• [DATASET RECORDS]:

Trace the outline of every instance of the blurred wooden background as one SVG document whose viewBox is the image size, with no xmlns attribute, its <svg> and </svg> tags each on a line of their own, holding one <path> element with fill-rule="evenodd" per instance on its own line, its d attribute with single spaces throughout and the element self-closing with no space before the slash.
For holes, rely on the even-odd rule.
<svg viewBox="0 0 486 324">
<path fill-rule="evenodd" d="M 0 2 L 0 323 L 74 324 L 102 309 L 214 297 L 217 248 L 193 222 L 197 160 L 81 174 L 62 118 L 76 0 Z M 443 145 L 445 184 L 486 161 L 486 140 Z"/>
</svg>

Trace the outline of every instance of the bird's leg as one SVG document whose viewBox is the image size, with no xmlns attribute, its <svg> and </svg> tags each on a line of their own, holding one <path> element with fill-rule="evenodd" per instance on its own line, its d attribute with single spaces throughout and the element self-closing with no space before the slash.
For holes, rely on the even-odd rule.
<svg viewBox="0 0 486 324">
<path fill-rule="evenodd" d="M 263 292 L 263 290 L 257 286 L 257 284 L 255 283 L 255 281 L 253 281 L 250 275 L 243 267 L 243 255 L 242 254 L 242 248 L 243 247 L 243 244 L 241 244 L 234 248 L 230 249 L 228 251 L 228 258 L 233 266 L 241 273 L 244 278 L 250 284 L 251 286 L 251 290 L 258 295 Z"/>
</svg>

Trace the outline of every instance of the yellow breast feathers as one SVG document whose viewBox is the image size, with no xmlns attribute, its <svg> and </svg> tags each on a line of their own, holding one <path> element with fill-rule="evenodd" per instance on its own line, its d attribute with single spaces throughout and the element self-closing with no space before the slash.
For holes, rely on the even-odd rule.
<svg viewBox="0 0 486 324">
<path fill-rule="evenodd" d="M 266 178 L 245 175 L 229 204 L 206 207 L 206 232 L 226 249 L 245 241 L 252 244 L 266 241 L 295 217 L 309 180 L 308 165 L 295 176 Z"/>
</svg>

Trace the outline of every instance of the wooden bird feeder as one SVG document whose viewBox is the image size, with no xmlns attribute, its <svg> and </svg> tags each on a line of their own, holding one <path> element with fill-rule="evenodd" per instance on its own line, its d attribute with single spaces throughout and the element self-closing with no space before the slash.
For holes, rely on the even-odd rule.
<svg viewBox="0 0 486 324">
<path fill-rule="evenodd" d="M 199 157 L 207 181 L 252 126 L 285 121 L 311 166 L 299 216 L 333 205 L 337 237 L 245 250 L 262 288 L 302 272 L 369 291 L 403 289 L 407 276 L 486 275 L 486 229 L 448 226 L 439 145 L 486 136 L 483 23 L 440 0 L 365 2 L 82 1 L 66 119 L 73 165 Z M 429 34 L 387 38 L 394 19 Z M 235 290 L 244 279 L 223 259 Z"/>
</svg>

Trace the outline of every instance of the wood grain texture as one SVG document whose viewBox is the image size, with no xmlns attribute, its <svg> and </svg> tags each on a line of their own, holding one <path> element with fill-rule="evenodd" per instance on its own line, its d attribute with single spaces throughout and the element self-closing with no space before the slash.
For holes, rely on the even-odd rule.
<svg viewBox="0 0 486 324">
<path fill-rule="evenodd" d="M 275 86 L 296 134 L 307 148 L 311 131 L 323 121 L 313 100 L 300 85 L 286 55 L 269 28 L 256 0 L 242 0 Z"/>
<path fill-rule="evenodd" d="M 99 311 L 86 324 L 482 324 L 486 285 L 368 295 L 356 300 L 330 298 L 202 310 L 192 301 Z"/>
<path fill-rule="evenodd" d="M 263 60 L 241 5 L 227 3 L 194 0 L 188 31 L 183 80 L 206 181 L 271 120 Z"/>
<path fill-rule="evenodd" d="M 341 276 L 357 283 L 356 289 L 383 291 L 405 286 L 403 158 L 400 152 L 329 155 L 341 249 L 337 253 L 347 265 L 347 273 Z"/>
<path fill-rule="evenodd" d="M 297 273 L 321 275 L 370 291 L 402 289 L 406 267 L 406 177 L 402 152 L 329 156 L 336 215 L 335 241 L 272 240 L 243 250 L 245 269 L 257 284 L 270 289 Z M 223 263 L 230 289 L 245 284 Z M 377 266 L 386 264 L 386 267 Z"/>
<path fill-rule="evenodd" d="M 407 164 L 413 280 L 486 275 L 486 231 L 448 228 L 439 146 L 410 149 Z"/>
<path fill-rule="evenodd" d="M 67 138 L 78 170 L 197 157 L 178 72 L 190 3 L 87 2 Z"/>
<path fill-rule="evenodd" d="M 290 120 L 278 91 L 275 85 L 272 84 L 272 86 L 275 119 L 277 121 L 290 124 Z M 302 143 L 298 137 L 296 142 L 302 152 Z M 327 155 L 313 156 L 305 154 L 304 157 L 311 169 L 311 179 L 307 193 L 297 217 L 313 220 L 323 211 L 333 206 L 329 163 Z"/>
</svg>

• [WHAT YOU HAVE TO DO]: Return each line of the records above exactly as it reads.

• [FINAL RESULT]:
Trace the outline of every instance of the blurred wooden background as one SVG document whose viewBox is the image size, with no xmlns attribute, its <svg> and </svg> tags each on a line of their own, holding one <path> element with fill-rule="evenodd" per instance on its own line, its d attribute with single spaces throughout and the element self-closing with no space before the slash.
For holes, rely on the even-odd rule.
<svg viewBox="0 0 486 324">
<path fill-rule="evenodd" d="M 0 2 L 0 323 L 74 324 L 102 309 L 214 297 L 217 248 L 193 222 L 197 160 L 81 174 L 62 118 L 76 0 Z M 443 145 L 445 184 L 486 161 L 486 140 Z"/>
</svg>

Trace the outline of every instance of the bird's leg as one SVG document whose viewBox is the image size, with no xmlns attribute, its <svg> and </svg> tags each on a line of their own, holding one <path> element with fill-rule="evenodd" per instance on its own line, its d attribute with single spaces throughout and the element self-closing with no space before the slash.
For holes, rely on the even-odd rule.
<svg viewBox="0 0 486 324">
<path fill-rule="evenodd" d="M 263 292 L 263 290 L 257 286 L 257 284 L 255 283 L 255 281 L 253 281 L 250 275 L 243 267 L 243 255 L 242 254 L 242 248 L 243 247 L 243 244 L 241 244 L 234 248 L 230 249 L 228 251 L 228 258 L 233 266 L 241 273 L 244 278 L 250 284 L 251 286 L 251 290 L 258 295 Z"/>
</svg>

Trace the outline of every instance of the yellow breast feathers as one SVG document whose viewBox is the image size, with no xmlns attribute, its <svg> and </svg> tags each on a line of their own, holding one <path> element with fill-rule="evenodd" per instance on its own line, its d attribute with single spaces throughout and the element self-closing with no space before the slash.
For holes, rely on the even-odd rule.
<svg viewBox="0 0 486 324">
<path fill-rule="evenodd" d="M 266 178 L 245 175 L 229 204 L 206 207 L 206 232 L 226 249 L 245 241 L 252 244 L 266 241 L 295 217 L 309 180 L 308 165 L 295 176 Z"/>
</svg>

Trace the outline of every instance of the wooden bird feeder as one SVG document whose viewBox is the image size, with no xmlns attribute, its <svg> and </svg> tags each on a line of their own, holding one <path> element with fill-rule="evenodd" per instance on its own line, its d attribute with single spaces throughout and the element self-closing with no space before the slash.
For holes, rely on the even-odd rule.
<svg viewBox="0 0 486 324">
<path fill-rule="evenodd" d="M 199 157 L 207 181 L 252 126 L 285 121 L 311 166 L 299 216 L 333 205 L 337 237 L 245 250 L 262 288 L 302 272 L 369 291 L 403 289 L 407 276 L 486 275 L 486 229 L 448 226 L 439 145 L 486 136 L 483 23 L 440 0 L 365 2 L 82 1 L 66 119 L 73 165 Z M 429 34 L 387 38 L 394 19 Z M 235 290 L 244 279 L 223 259 Z"/>
</svg>

Trace the outline of every instance of the wood grain texture as one SVG document whose viewBox is the image size, with no xmlns attribute, its <svg> and </svg> tags each on a line of their own, holding one <path> element with fill-rule="evenodd" per instance on its own line, its d attribute with single spaces throughout and the element self-closing with no space before the slash.
For holes, rely on the even-odd rule.
<svg viewBox="0 0 486 324">
<path fill-rule="evenodd" d="M 275 86 L 296 134 L 307 148 L 311 131 L 323 121 L 313 100 L 300 85 L 286 55 L 269 28 L 256 0 L 242 0 Z"/>
<path fill-rule="evenodd" d="M 99 311 L 86 324 L 482 324 L 486 285 L 368 295 L 356 300 L 330 298 L 202 310 L 192 301 Z"/>
<path fill-rule="evenodd" d="M 263 60 L 241 5 L 227 3 L 194 0 L 188 31 L 183 80 L 206 181 L 271 120 Z"/>
<path fill-rule="evenodd" d="M 341 276 L 357 283 L 356 289 L 383 291 L 405 286 L 403 158 L 400 152 L 329 155 L 341 249 L 337 253 L 347 265 L 347 273 Z"/>
<path fill-rule="evenodd" d="M 297 273 L 321 275 L 370 291 L 402 289 L 406 267 L 406 177 L 402 152 L 329 156 L 336 215 L 335 241 L 272 240 L 243 250 L 245 269 L 257 284 L 270 289 Z M 223 263 L 230 289 L 245 284 Z M 377 266 L 386 264 L 386 267 Z"/>
<path fill-rule="evenodd" d="M 407 164 L 413 280 L 486 275 L 486 231 L 448 228 L 439 146 L 410 149 Z"/>
<path fill-rule="evenodd" d="M 67 138 L 78 170 L 197 157 L 178 72 L 190 3 L 87 2 Z"/>
<path fill-rule="evenodd" d="M 290 120 L 278 91 L 275 85 L 272 84 L 272 86 L 275 119 L 277 121 L 290 124 Z M 302 143 L 298 137 L 296 142 L 302 152 Z M 327 155 L 313 156 L 305 154 L 304 157 L 311 169 L 311 179 L 307 193 L 297 217 L 313 220 L 323 211 L 333 206 L 329 163 Z"/>
</svg>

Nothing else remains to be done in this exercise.